**Exercise brief**:
Pull every line from the listing below word for word, leaving the pictures out.

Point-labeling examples
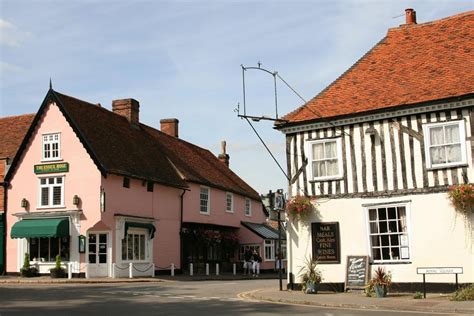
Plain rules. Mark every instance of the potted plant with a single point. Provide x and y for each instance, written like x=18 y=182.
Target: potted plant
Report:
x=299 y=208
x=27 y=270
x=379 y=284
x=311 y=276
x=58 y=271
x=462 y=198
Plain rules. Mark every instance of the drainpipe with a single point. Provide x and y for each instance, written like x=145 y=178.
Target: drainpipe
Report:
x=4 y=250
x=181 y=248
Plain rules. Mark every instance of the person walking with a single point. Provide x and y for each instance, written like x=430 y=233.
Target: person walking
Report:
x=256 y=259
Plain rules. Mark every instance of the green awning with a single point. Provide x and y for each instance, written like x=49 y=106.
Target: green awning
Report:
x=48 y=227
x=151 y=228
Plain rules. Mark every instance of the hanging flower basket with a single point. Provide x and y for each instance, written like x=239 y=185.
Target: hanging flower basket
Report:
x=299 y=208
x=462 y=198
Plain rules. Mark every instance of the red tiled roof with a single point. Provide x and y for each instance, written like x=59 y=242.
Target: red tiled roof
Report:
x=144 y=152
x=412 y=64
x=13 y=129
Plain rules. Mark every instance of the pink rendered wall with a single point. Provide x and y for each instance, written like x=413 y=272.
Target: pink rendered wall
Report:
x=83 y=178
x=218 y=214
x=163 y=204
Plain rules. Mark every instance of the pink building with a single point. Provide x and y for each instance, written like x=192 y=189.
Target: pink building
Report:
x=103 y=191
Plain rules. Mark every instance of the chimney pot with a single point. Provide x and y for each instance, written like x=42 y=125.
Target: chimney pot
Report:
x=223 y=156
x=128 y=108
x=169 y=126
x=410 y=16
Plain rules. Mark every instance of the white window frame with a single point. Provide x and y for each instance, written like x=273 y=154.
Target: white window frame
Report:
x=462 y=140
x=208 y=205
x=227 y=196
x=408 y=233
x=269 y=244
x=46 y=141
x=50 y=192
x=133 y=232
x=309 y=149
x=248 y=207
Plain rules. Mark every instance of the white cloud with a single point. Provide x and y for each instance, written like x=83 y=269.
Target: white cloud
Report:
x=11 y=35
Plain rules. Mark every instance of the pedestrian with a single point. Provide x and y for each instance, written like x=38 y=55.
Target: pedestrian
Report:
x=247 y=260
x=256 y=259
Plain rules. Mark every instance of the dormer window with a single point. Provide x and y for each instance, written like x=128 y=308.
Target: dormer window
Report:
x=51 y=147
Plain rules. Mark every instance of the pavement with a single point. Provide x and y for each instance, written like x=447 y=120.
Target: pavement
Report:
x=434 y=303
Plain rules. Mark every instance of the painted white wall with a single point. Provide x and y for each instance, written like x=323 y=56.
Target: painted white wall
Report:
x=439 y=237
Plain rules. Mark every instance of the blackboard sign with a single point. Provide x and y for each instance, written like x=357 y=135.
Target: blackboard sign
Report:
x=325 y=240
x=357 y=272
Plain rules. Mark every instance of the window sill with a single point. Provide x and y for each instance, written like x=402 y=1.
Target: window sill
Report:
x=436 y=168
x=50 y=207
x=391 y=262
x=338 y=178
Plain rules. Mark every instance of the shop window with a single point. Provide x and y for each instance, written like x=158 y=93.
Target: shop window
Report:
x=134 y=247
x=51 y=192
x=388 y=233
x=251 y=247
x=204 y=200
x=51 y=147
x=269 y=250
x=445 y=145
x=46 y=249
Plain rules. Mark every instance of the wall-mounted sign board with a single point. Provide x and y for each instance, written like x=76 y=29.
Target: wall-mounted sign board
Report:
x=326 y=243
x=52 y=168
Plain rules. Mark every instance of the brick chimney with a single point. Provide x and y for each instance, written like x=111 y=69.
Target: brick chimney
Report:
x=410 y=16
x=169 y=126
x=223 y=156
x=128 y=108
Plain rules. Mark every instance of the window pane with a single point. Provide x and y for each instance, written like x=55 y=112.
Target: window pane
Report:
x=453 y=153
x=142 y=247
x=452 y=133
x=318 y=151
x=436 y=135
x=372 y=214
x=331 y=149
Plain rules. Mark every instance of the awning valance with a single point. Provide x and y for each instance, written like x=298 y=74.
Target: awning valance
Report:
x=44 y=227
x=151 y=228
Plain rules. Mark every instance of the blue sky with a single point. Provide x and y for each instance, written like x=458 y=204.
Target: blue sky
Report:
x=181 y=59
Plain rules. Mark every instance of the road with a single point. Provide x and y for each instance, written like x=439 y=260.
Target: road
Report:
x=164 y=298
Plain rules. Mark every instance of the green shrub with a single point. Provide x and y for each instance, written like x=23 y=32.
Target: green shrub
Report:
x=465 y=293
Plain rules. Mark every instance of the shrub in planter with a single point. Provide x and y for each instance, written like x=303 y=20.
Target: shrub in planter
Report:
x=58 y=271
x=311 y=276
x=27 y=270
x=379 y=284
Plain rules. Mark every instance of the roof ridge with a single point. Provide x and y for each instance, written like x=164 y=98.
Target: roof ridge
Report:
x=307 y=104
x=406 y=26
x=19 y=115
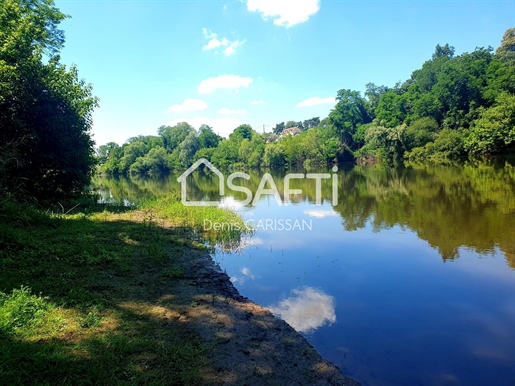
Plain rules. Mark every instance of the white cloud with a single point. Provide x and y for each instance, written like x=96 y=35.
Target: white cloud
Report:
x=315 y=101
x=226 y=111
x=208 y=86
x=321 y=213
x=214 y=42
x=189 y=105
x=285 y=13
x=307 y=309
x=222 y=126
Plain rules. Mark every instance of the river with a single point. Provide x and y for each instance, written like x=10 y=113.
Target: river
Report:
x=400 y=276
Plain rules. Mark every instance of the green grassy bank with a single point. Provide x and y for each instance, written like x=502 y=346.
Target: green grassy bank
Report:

**Finished task**:
Plain rules. Mark every instance of the potted plant with a single point. Provide x and y for each instance, written like x=18 y=182.
Target: potted plant
Report:
x=299 y=208
x=27 y=270
x=379 y=284
x=311 y=276
x=58 y=271
x=462 y=198
Plain rules. Mark every instance of the drainpipe with a single point. Provide x and y for each instance, written like x=145 y=178.
Target: drainpipe
Report:
x=4 y=250
x=181 y=248
Plain rules. Mark every instance of the person walking with a single point. Provide x and y for each instance, written like x=430 y=233.
Target: person walking
Report:
x=256 y=259
Plain rules. Mark every instance of the green awning with a single point. Provide x and y for each instance, written like x=49 y=106.
Target: green awning
Report:
x=48 y=227
x=151 y=228
Plain rules. Mark every instance of the hanging flower basket with a single point. Provide x and y for each instance, written like x=239 y=185.
Target: hanging flower basket
Report:
x=299 y=208
x=462 y=198
Plain rules. Mark every instance of the red tiled roof with a single point. Provide x and y for each instance, written like x=59 y=242.
Target: red tiled roof
Report:
x=144 y=152
x=412 y=64
x=13 y=129
Plain rules. Mark every instance of the pink rendered wall with a single point. Provide x and y for each instance, written like x=413 y=272.
Target: pink rendered wall
Report:
x=83 y=178
x=218 y=214
x=163 y=204
Plain rules. Mark every instance of the pink building with a single point. Provide x and y for each instance, written like x=192 y=189.
Target: pink building
Report:
x=103 y=191
Plain rules. Mark every instance of the chimney pot with a single point. Provide x and y for each instance, written like x=42 y=125.
Target: chimney pot
Report:
x=223 y=156
x=128 y=108
x=169 y=126
x=410 y=16
Plain rules. Mark every instance of the white window frame with a single point. Provide x and y for each instance, written like x=273 y=154.
Target: white window frame
Report:
x=462 y=140
x=208 y=205
x=227 y=196
x=408 y=233
x=269 y=244
x=46 y=141
x=50 y=192
x=133 y=232
x=309 y=149
x=248 y=207
Plain rules. Mark every instance of the white cloud with a single point. Provide x and y for each instance, written like x=83 y=269.
Target: white cloud
Report:
x=11 y=35
Plain rules. Mark every instance of the pedestrian with a single point. Provide x and y for each instance, written like x=38 y=55.
Target: pedestrian
Report:
x=247 y=260
x=256 y=259
Plain rules. Mark every instance of the dormer window with a single point. Provide x and y for each instance, written like x=128 y=308.
Target: dormer window
Report:
x=51 y=147
Plain rules. Mark every instance of the pavement with a single point. Provide x and y for each instance, written like x=447 y=120.
Target: pavement
Report:
x=434 y=303
Plain rules. Mark every instance of the painted white wall with a single point. Provide x and y for each instance, written like x=323 y=56.
Target: painted white wall
Report:
x=439 y=237
Plain rules. Mark every instance of the blackboard sign with a single point. Provide x and y for each instance, written like x=357 y=135.
Target: blackboard sign
Report:
x=325 y=240
x=357 y=272
Plain rules. Mark every instance of the window sill with a single point. Provide x and y for each instance, written like x=402 y=1.
Target: window sill
Report:
x=436 y=168
x=50 y=207
x=391 y=262
x=338 y=178
Plain rules. Mark every instance of the shop window with a single point. Provide x and y for each instance, written like x=158 y=93.
Target: shop window
Report:
x=134 y=247
x=51 y=192
x=388 y=233
x=251 y=247
x=204 y=200
x=51 y=147
x=269 y=250
x=445 y=145
x=46 y=249
Plain rules. Mark every instance of the wall-mounted sign board with a single point. Provide x and y for each instance, written like x=76 y=29.
Target: wall-mounted sign board
Report:
x=326 y=243
x=52 y=168
Plain rules. Mark every instance of the brick chimney with a single point. Provide x and y for each instance, written like x=111 y=69.
Target: brick chimney
Report:
x=410 y=16
x=169 y=126
x=223 y=156
x=128 y=108
Plain rules. Mark every instance of the window pane with a single point. Provide x and y for each instance, written like x=55 y=112.
Target: window pane
Report:
x=453 y=153
x=142 y=247
x=452 y=133
x=318 y=151
x=436 y=135
x=372 y=214
x=331 y=149
Plain rules. Mark every instance of the awning valance with a single point. Provide x and y for each instance, written like x=298 y=74.
Target: awning valance
Report:
x=44 y=227
x=151 y=228
Plain rules. Mark every instance of the blue sky with a single point. Provide x and y for each instance, written like x=458 y=204.
Target: blue sky
Report:
x=181 y=59
Plain rules. Mark every instance of the road with a single point. Provide x and y for each instance, written like x=439 y=260.
Target: road
Report:
x=164 y=298
Plain rules. Mark every instance of the green shrub with a single point. Provide x and y for each instance, written like x=23 y=32.
Target: green shrub
Report:
x=465 y=293
Plain rules. Mark every instance of the shrub in planter with a single point. Provide x and y for each instance, written like x=303 y=20.
Target: shrub in planter
Report:
x=58 y=271
x=311 y=276
x=27 y=270
x=379 y=284
Plain rules. Mark every instance of the roof ridge with a single point. Provide x and y for each instance, written like x=164 y=98.
Target: roof ridge
Report:
x=307 y=104
x=406 y=26
x=19 y=115
Plain rules. Mark every instance of the white cloud with a single point. Provide x and y for each instance, written like x=96 y=35.
Target: white cloud
Report:
x=315 y=101
x=226 y=111
x=208 y=86
x=321 y=213
x=214 y=42
x=189 y=105
x=285 y=13
x=307 y=309
x=222 y=126
Plain rules. Mark every instance of the river with a single point. Provide x and y for each instance, written like x=10 y=113.
Target: river
Report:
x=400 y=276
Plain rules. Mark every instance of the green grassy bank with a single point. Provide x and y for each instance, written like x=502 y=346.
Target: green grassy bank
Report:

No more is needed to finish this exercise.